Problem details » Reproduce every line of the records below, requests included, offsetting each coordinate in the answers by adding 59 to it, and leave the pictures out of your answer.

>> START Given data

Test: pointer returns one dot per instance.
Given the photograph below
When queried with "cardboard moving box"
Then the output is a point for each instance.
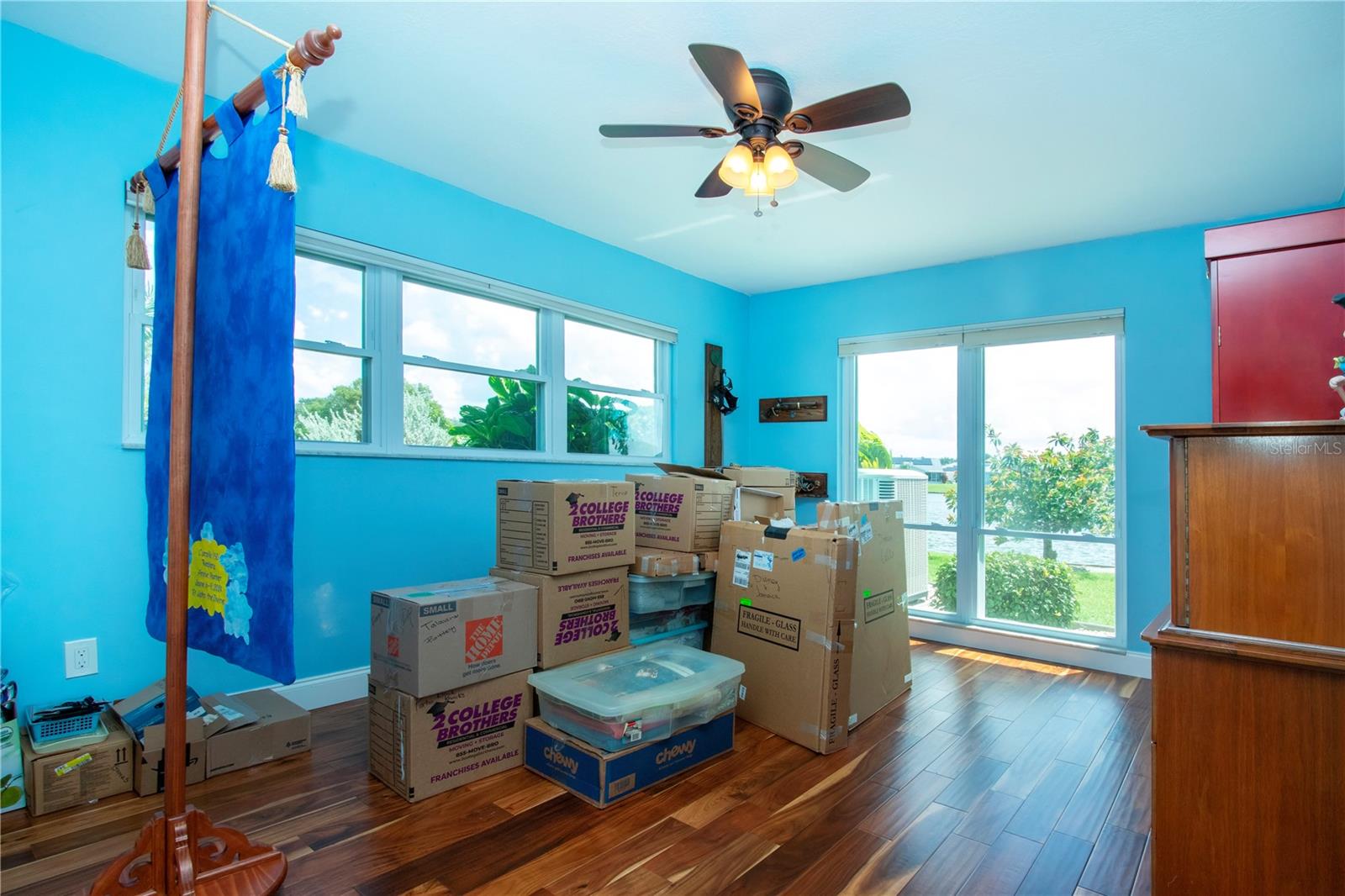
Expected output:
(578, 615)
(81, 775)
(557, 528)
(681, 510)
(427, 640)
(602, 777)
(784, 609)
(881, 663)
(421, 747)
(282, 728)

>> END Given data

Task response »
Test: pointer returns one dot per instance.
Given the photograph below
When queried with "cardboard moving box"
Then the output is a point for each instance.
Expected output:
(637, 674)
(140, 834)
(616, 587)
(740, 569)
(486, 699)
(661, 836)
(843, 668)
(940, 722)
(480, 806)
(341, 787)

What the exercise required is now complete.